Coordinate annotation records
+===+

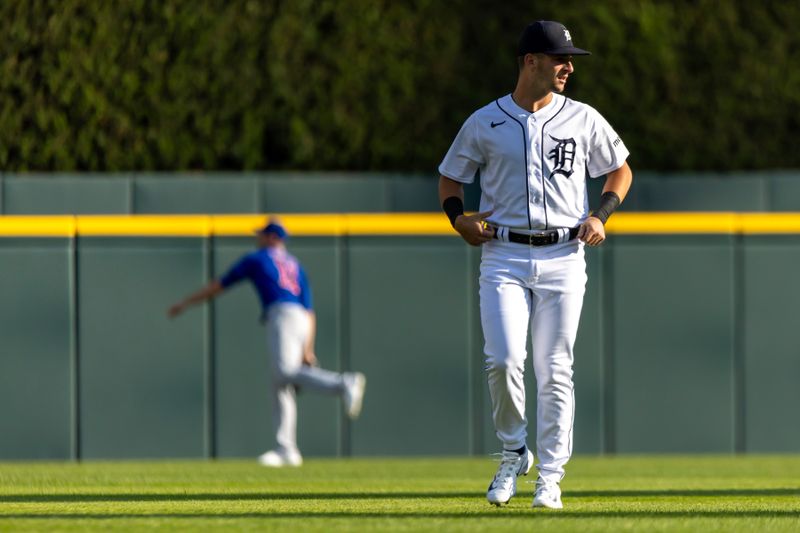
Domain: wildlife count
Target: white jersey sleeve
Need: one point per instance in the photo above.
(464, 157)
(606, 152)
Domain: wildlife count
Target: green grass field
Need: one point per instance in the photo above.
(654, 493)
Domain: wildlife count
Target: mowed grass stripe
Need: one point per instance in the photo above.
(655, 493)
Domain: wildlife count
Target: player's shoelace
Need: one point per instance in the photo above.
(507, 471)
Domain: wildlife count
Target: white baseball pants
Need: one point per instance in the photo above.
(288, 328)
(538, 288)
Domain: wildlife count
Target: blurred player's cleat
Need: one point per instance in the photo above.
(354, 385)
(548, 494)
(504, 484)
(277, 459)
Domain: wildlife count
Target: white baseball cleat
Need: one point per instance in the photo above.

+===+

**SHORT TASK**
Return all of the data exactly as written, and drop the pictures.

**RESULT FOR THIS EXERCISE**
Domain: wildlife count
Target: white jersey sleeve
Need: one point per instance in the photo above.
(464, 157)
(606, 152)
Domain: wildlife count
Target: green grass field
Need: one point per instance in the photo above.
(654, 493)
Domain: wildlife count
Target: mowed grass stripe
Need: one point per instance in the photo above.
(655, 493)
Domain: wildlife count
Target: player's shoelace
Need: one point per instance in the photo above.
(507, 471)
Domain: wildlife count
Target: white baseball pants
Need: one point per instance in the photo above.
(288, 328)
(538, 288)
Domain: wildlife count
Target: blurred player's cleat
Need: one point per instance in the photo above.
(354, 385)
(548, 494)
(504, 484)
(277, 459)
Domain: wildlife count
Target: white baseball cleat
Need: one point per instance in the photo above.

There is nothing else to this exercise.